◆ Data provided:

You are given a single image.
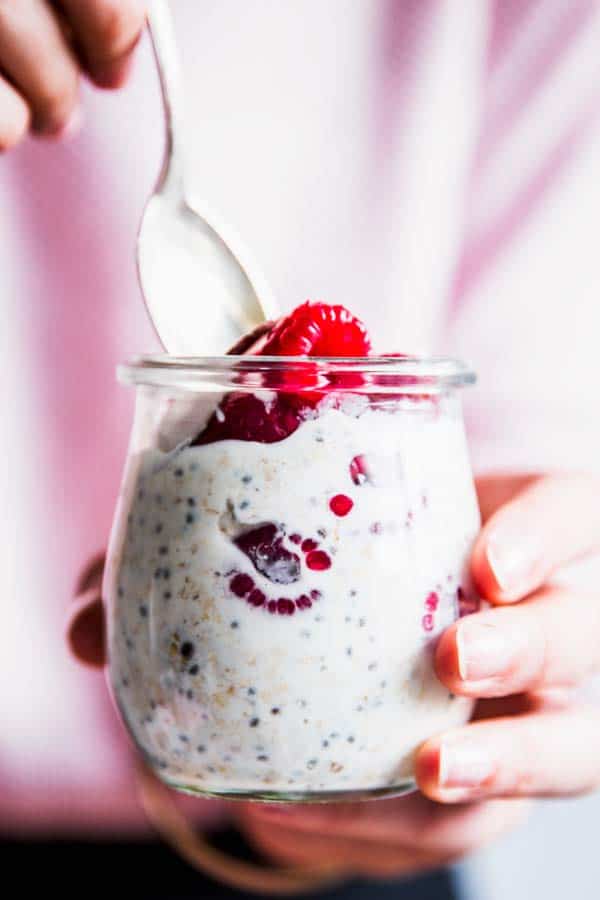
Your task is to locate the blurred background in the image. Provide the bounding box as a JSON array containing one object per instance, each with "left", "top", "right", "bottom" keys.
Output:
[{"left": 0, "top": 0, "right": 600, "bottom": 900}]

* * *

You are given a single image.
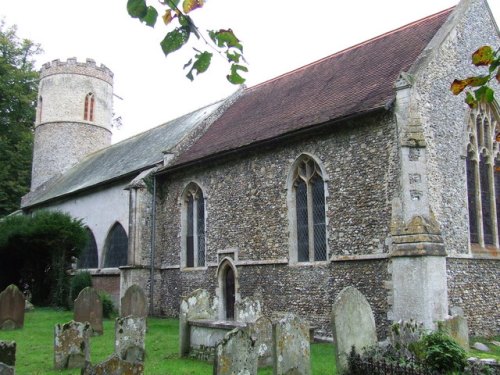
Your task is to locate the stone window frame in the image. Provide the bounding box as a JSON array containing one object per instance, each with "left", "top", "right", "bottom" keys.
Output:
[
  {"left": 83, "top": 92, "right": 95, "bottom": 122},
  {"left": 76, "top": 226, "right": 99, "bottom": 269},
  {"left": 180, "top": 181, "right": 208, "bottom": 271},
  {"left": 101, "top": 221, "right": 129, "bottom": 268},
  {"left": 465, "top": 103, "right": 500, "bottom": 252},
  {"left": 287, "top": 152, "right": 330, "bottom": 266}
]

◆ Written problem:
Identify every line in the entries above that contains the word "locate", and copy each of those lines in full. Matching is case-sensitive.

◆ Solution:
Your task is to locate the blurred background in the image. Provide the bounding box as a JSON array containing one object per instance, each with "left", "top", "right", "bottom" keys.
Your task is to locate the stone window frame in the image. Provide the bounding box as a JSON array containing one object per instance, each with "left", "top", "right", "bottom" keys.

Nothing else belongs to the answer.